> [WHAT YOU HAVE TO DO]
How many lines in the data below contain the string "window"? Give only the number.

> [PROVIDED RECORDS]

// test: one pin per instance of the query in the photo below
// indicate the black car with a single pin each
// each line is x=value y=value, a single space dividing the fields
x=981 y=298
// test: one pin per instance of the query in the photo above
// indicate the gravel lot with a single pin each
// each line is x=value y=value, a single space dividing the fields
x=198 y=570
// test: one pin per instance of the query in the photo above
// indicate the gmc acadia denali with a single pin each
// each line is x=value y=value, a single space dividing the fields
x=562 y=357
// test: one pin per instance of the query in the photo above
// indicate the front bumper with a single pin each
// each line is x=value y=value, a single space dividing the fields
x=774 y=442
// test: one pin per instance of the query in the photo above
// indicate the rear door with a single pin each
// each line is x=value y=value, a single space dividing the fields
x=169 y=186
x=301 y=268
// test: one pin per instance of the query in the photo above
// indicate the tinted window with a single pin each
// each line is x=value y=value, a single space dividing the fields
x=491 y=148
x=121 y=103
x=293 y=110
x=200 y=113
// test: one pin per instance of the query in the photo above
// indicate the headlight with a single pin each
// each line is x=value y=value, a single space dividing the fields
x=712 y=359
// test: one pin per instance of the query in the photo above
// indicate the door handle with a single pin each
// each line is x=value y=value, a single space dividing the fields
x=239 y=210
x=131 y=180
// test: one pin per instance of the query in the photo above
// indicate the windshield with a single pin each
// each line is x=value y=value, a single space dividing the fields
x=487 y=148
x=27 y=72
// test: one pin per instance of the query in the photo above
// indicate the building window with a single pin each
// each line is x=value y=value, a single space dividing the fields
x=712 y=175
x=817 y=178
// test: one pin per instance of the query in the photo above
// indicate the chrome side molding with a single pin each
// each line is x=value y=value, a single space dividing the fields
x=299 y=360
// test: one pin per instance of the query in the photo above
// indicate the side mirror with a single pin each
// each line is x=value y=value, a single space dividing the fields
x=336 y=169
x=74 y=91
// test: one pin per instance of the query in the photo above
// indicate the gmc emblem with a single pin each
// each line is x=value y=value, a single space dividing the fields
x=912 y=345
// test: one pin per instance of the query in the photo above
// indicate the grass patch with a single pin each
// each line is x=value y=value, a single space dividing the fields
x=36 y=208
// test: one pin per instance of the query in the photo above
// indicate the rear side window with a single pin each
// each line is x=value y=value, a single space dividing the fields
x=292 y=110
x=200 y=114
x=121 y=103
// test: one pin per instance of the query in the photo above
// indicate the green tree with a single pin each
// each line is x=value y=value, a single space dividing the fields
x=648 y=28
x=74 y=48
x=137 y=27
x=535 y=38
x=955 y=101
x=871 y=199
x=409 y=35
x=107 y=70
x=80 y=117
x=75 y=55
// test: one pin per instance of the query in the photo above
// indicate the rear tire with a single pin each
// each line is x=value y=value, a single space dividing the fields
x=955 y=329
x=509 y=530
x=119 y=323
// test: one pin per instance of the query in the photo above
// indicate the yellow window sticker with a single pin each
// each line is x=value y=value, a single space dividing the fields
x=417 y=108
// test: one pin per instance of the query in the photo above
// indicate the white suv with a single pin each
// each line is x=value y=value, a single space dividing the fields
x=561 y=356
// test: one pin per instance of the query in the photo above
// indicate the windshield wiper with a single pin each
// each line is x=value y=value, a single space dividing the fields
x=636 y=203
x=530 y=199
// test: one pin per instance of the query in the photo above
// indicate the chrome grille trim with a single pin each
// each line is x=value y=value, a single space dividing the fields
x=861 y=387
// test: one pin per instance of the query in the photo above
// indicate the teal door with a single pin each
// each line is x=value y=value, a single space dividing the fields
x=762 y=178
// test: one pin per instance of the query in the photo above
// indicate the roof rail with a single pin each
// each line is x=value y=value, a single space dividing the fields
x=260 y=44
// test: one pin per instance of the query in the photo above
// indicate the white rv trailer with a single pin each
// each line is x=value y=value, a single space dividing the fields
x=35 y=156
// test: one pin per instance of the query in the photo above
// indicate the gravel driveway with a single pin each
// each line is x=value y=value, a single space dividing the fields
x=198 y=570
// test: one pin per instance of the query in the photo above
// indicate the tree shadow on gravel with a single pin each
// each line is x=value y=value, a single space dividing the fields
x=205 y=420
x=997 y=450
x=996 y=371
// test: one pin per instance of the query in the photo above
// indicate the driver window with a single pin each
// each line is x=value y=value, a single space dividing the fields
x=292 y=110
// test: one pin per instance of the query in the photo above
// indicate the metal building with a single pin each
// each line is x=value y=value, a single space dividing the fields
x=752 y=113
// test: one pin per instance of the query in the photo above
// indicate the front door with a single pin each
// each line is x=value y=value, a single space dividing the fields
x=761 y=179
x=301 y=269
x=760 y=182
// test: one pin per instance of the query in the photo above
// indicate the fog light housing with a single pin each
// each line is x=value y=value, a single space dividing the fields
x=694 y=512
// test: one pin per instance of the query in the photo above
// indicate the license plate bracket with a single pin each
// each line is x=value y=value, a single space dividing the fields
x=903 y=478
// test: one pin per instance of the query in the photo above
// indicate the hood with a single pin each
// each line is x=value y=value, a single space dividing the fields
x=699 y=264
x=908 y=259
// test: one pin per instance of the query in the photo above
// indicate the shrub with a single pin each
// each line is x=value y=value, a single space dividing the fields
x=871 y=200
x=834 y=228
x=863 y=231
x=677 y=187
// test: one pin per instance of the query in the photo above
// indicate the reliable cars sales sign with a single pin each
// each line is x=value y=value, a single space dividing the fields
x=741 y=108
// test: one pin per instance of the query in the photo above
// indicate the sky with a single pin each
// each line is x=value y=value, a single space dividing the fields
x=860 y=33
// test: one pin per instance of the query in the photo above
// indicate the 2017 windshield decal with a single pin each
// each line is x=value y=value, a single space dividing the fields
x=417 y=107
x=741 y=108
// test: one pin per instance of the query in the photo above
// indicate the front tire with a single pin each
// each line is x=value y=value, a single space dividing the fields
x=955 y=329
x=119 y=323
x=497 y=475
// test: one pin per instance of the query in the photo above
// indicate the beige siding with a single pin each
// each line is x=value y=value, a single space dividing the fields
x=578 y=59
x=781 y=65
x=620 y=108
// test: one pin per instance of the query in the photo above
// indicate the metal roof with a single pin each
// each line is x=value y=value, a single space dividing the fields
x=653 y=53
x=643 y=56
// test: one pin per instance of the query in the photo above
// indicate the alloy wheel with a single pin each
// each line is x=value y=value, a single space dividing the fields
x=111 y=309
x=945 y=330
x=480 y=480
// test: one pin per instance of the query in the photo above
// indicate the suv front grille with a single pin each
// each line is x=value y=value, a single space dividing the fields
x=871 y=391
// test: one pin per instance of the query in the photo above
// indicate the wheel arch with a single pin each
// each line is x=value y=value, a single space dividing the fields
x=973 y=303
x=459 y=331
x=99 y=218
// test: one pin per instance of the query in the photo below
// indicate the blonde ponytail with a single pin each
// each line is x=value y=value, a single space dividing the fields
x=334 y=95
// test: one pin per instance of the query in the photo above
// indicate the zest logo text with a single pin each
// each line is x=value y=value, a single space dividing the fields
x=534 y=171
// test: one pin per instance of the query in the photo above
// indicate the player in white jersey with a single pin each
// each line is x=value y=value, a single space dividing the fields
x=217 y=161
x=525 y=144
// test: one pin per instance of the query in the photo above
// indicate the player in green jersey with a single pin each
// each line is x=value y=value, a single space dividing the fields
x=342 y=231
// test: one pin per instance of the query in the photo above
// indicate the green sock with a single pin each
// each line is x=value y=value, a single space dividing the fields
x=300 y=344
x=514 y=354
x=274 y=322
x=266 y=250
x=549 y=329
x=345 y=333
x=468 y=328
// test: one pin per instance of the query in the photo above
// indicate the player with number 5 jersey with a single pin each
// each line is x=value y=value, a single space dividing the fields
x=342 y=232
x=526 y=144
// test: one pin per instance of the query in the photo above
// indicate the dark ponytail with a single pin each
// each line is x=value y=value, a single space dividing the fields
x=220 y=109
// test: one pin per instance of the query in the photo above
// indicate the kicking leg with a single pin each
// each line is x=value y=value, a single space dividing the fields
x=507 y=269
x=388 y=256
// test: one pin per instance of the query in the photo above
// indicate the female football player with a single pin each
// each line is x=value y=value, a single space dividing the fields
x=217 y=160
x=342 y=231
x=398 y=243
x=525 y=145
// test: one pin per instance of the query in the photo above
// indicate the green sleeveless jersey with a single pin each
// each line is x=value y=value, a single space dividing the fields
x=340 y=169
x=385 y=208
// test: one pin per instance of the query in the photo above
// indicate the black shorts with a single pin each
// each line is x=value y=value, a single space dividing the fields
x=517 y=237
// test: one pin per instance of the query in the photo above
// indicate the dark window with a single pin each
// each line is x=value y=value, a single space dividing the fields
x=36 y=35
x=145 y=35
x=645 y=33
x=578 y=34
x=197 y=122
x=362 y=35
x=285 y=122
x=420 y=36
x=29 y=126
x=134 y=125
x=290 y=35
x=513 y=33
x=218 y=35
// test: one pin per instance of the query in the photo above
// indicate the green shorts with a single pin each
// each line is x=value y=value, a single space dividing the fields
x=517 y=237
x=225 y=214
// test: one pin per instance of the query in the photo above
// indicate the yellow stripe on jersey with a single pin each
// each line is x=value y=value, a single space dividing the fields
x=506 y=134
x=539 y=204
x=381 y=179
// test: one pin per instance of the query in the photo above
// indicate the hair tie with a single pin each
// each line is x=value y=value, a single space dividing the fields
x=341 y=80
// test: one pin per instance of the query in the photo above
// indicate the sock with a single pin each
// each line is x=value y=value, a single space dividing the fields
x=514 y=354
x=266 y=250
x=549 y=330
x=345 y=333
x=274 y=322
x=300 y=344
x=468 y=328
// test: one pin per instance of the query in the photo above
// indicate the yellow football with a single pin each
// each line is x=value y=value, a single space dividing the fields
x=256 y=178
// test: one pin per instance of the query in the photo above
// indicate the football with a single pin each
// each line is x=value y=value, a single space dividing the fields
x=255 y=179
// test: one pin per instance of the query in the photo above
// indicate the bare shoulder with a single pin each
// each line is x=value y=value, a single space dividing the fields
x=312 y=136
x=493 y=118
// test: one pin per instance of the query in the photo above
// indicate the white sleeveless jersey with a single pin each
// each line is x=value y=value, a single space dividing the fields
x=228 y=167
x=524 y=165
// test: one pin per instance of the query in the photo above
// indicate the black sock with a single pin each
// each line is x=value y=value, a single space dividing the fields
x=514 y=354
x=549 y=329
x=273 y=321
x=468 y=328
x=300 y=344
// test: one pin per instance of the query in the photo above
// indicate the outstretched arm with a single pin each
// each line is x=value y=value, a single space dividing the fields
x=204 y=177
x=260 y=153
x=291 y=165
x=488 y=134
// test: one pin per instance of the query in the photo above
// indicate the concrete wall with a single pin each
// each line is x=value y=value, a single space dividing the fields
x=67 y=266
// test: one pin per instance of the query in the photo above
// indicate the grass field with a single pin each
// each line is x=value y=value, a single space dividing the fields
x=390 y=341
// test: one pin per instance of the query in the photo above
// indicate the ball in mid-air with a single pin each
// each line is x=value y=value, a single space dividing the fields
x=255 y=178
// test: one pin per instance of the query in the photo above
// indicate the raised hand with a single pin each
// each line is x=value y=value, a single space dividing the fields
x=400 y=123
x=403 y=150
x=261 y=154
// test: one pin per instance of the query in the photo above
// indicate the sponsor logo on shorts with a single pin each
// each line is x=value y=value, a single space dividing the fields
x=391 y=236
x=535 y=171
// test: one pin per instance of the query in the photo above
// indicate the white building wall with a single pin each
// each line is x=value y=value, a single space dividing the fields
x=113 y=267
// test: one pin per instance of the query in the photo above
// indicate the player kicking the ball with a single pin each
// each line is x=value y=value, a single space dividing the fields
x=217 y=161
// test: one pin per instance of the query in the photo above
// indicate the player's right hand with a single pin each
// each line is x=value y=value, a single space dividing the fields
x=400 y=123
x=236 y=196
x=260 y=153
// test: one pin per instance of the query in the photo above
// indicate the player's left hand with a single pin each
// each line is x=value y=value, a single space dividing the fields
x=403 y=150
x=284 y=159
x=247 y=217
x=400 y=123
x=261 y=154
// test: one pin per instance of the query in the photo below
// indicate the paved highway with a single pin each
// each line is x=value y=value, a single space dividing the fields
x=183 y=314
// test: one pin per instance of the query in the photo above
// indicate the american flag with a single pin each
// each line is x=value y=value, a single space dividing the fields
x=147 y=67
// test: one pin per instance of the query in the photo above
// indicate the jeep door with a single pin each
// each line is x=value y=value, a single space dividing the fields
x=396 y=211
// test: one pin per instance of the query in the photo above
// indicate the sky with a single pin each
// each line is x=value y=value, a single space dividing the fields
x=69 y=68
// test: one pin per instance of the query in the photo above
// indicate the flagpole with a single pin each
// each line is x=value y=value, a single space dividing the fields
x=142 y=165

> [TASK RESPONSE]
6